→ Task requirements:
Could you write out the records below exactly as they appear?

* * *

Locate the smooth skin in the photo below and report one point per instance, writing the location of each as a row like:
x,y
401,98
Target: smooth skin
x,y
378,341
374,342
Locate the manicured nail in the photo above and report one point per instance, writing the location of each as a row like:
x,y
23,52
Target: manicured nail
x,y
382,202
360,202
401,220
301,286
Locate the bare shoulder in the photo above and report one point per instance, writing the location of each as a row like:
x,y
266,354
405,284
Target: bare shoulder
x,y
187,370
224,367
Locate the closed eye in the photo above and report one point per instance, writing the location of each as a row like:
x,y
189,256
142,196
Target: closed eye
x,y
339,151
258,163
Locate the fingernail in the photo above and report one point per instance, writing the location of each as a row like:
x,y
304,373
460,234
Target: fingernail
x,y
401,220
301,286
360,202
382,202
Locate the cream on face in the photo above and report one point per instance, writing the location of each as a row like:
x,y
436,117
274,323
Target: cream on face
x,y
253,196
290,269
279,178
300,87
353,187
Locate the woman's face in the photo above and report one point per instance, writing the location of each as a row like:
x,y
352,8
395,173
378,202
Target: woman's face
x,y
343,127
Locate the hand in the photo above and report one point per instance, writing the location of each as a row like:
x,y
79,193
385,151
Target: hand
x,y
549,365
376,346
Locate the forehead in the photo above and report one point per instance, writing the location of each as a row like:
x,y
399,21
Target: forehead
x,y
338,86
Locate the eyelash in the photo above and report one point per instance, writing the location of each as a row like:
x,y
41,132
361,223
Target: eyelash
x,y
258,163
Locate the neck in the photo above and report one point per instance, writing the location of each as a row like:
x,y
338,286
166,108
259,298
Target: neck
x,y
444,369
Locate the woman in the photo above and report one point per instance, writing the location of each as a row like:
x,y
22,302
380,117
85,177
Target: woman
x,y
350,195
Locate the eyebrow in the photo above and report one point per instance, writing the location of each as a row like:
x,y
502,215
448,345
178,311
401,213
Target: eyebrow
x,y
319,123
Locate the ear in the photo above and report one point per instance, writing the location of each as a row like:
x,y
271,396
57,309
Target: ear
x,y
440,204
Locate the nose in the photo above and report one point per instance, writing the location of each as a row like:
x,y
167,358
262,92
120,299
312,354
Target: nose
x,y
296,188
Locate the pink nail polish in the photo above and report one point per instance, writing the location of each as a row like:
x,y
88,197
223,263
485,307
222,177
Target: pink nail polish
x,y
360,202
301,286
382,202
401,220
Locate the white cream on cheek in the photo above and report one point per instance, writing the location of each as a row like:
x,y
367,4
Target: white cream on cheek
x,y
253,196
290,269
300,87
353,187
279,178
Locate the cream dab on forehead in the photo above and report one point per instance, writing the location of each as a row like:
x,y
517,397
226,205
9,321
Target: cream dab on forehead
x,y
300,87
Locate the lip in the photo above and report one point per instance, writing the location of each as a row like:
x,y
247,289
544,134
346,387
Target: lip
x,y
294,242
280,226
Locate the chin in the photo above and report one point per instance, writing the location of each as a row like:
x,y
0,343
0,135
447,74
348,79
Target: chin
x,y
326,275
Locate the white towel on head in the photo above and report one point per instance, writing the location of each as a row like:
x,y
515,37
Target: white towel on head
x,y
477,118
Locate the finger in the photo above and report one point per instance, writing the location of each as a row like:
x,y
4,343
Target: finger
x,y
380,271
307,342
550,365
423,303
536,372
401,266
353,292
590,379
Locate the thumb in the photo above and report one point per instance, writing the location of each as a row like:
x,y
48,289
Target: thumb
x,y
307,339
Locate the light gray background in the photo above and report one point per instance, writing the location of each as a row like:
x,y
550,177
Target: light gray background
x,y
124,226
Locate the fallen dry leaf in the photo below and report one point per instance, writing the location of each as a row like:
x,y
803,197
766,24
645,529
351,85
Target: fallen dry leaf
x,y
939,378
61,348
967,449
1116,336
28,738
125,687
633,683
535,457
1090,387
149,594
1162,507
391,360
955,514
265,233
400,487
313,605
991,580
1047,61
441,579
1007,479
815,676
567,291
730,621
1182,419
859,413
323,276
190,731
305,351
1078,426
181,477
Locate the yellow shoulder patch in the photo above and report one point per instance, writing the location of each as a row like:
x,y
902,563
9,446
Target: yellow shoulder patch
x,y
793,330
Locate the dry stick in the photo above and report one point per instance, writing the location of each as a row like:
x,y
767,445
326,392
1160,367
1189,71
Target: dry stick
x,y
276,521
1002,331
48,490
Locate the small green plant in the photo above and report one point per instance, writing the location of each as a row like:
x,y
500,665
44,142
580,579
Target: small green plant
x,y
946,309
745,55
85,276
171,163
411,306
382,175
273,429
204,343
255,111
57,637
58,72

* * *

→ Solution to the problem:
Locate the smooth skin in the photo below and report one point per instance, writing the location of each as a row like:
x,y
401,98
Target: smooth skin
x,y
378,341
374,342
Locate the manicured nail in the photo above and report one point per instance, writing the location of each as a row like:
x,y
23,52
Target: manicured nail
x,y
382,202
360,202
401,220
301,286
Locate the bare shoulder in the photo above and report one point per instance, writing the location of each as a row like:
x,y
266,354
405,284
Target: bare shoulder
x,y
187,370
224,367
Locate the closed eye in the photo above and report one point per instance, writing the location of each as a row like:
x,y
189,256
142,196
Target: closed eye
x,y
339,151
258,163
Locate the fingernail in the photo above and report one point per instance, writing the location of each as a row like:
x,y
304,373
460,234
Target: fingernail
x,y
401,220
301,286
360,202
382,202
Locate the cream on face in the photo above and report one point per instance, writing the location of each as a row like:
x,y
436,117
274,323
Target: cream on face
x,y
253,196
290,269
279,178
300,87
353,187
Locate the woman's face in the photo above and report one point per instance, writing the location of each as a row like:
x,y
352,8
395,173
378,202
Target: woman's face
x,y
343,127
Locate the hand in the photo above and report one point per instance, writing the location of each as a row like:
x,y
79,193
385,151
Target: hand
x,y
549,365
376,346
Locate the forehead in the photo above and report one point per instance, writing the location of each as a row like:
x,y
399,21
Target: forehead
x,y
338,86
Locate the eyelash in the photo above and report one point per instance, writing the location of each as a row like:
x,y
41,132
361,223
Target: eyelash
x,y
258,163
Locate the neck in the photo above and report one point per instance, writing the location of each as a row like:
x,y
338,286
166,108
259,298
Target: neck
x,y
444,369
Locate the woman in the photo above and report one point per instance, writing the location of each as a row like:
x,y
22,302
380,117
85,177
Target: woman
x,y
350,195
Locate the eyebrow in the photo above and report one point per instance, writing the location of each as a row like:
x,y
502,215
448,345
178,311
401,213
Target: eyebrow
x,y
319,123
Locate the ear in the photo above and report one point per instance, writing the location of each as a row like:
x,y
271,396
57,309
Target: ear
x,y
440,204
Locate the nose in the photo above and report one point per instance, writing the location of each as a row like:
x,y
167,358
262,92
120,299
312,354
Target: nose
x,y
296,188
Locate the pink nail polish in the photo above and report one point per instance, writing the location of each as a row like:
x,y
88,197
223,263
485,307
222,177
Target: pink nail polish
x,y
360,202
301,286
382,202
401,220
Locate the white cream on cheek in the photo above and report one point per instance, writing the location of each as a row like:
x,y
367,4
Target: white cream on cheek
x,y
253,196
290,269
300,87
353,187
279,178
Locate the cream dab on forehead in the photo above and report one point per instance, writing the location of each as a row like:
x,y
517,397
226,205
9,321
Target: cream dab on forehead
x,y
300,87
Locate the lip in the photo above and report one point per instance, writing the location of each as a row like:
x,y
247,289
544,134
346,387
Target: lip
x,y
294,242
280,226
Locate the chin in the photo above and report one point per instance, writing the location of each as a row like:
x,y
0,343
0,135
447,74
348,79
Target: chin
x,y
326,275
Locate the white towel on head in the photo above and report one point per instance, writing the location of each as a row like:
x,y
515,37
Target: white towel on head
x,y
477,118
Locate the finger in the photo above and report one point per instance, writing the location of each as a row like:
x,y
4,343
Target: finger
x,y
380,271
307,342
550,365
423,303
536,372
401,266
353,292
590,379
Locate the thumb in the photo above and report one point per instance, writing the location of each as a row like:
x,y
48,289
Target: thumb
x,y
307,339
Locate the light gray background in the photo above and report one point per instance, writing the location of each as a row like:
x,y
550,177
Target: light gray background
x,y
124,226
Locate the fallen dry leaf in the photo below and report one point per instance, writing the location of each as a row like:
x,y
803,197
766,24
645,529
351,85
Target: fallen dry leaf
x,y
939,378
61,348
967,449
1116,336
28,738
125,687
633,683
535,457
1090,387
149,594
1162,507
391,360
955,514
265,233
400,487
313,605
991,580
1047,61
441,579
1007,479
815,676
567,291
730,621
1182,419
859,413
323,276
190,731
305,351
1078,426
181,477
Locate the yellow shoulder patch in the photo above and report one point per instance, writing the location of each as a row like:
x,y
902,563
9,446
Target: yellow shoulder patch
x,y
793,330
Locate the dry stick in the photo above and report one point per instance, writing the location of each as a row like:
x,y
767,445
326,392
1160,367
1189,71
Target: dry stick
x,y
276,521
1002,331
48,490
Locate the small green plant in the photo above and report one point per instance, writing the location of each as a row like:
x,y
500,665
44,142
580,579
Target: small green plant
x,y
946,309
745,55
85,276
171,163
411,306
382,175
273,429
204,343
255,111
57,637
58,72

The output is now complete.